** Problems and tasks **
a: Answer these from the theater review:
(i) What organization did Larry Kramer found with other men?
(ii) Through what date does the production run at the Robert B. Moss Theatre?
(iii) Who plays Dr. Emma Brookner?
b: Reproduce word for word the stretch of the theater review from "In 1981 New" through "an unknown disease.".

** Selected excerpt **
○ ○ ○ ○
In 1981 New York, writer Ned Weeks begins to notice a disturbing trend: One-by-one, in rapid succession, his friends are getting sick and dying. His doctor, who has treated more than a few of these men, says she can't locate the cause. She urges Weeks to use his voice to bring awareness to what is quickly shaping up to be some kind of a modern plague. Worst of all, this mysterious disease seems limited, at first, to the gay community.
"The Normal Heart" tells the true story of playwright Larry Kramer and the men with whom he founded the Gay Men's Health Crisis at the beginning of the AIDS epidemic in New York. Together, they lobbied for public recognition and aid to those suffering and dying from what was, at the time, an unknown disease.
With characters who work in the media, law and government, this drama criticizes institutional efforts to sidestep and ignore the epidemic while remaining a touchingly human story, grounded in characters' individual choices and motivations. The storytelling is didactic, the messages heavy-handed, but none of that feels out of place in a story about characters whose primary objective is communicating their plight to the world.
The Richmond Triangle Players' production of "The Normal Heart," currently running at the Robert B. Moss Theatre through May 12, is a heartfelt and heartbreaking retelling of this story. Director George Boyd handles onstage tension and romance with nuance and careful pacing, allowing space for his talented actors to take their time with dramatic moments, letting them build believably without losing momentum. The play never feels slow.
This is a standout cast, all-around. Jim Morgan’s passion and intensity is palpable in his performance as commitment-phobic Ned Weeks, whose character arc includes allowing himself to open up fully to a lover, Felix Turner, played Southern and sweet by Stevie Rice. Dawn A. Westbrook commands the stage from her wheelchair as Dr. Emma Brookner, the physician who encourages Weeks to adopt this cause. Dan Cimo is a scene stealer as Tommy Boatwright, a young man who joins the cause to be closer to Ned, but who proves invaluable for his well-timed wit and ability to be the voice of reason in a disagreement.
○ ○ ○ ○
** Given records **

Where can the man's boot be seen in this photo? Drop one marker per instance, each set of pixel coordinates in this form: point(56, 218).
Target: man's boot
○ ○ ○ ○
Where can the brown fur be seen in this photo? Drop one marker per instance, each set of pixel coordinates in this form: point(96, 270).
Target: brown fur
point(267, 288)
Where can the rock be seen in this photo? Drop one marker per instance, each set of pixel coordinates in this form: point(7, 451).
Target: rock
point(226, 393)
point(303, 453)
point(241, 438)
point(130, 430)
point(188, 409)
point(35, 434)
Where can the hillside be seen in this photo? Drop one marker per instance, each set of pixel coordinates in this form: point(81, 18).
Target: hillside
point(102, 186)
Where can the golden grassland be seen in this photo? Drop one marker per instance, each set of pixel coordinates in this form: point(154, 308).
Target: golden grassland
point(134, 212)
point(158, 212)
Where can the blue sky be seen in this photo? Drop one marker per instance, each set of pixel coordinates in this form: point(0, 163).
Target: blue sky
○ ○ ○ ○
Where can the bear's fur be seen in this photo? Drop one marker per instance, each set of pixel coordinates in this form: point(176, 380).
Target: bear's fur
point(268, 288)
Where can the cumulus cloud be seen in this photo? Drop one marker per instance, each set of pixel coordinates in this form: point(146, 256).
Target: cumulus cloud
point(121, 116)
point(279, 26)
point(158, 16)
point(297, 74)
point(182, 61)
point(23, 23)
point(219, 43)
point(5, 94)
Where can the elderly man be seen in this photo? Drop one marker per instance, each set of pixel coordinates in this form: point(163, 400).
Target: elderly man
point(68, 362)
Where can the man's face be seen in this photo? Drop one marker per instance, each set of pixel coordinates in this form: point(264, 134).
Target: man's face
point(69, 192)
○ ○ ○ ○
** Responses per task **
a:
(i) The Gay Men's Health Crisis
(ii) May 12
(iii) Dawn A. Westbrook

b:
In 1981 New York, writer Ned Weeks begins to notice a disturbing trend: One-by-one, in rapid succession, his friends are getting sick and dying. His doctor, who has treated more than a few of these men, says she can't locate the cause. She urges Weeks to use his voice to bring awareness to what is quickly shaping up to be some kind of a modern plague. Worst of all, this mysterious disease seems limited, at first, to the gay community.
"The Normal Heart" tells the true story of playwright Larry Kramer and the men with whom he founded the Gay Men's Health Crisis at the beginning of the AIDS epidemic in New York. Together, they lobbied for public recognition and aid to those suffering and dying from what was, at the time, an unknown disease.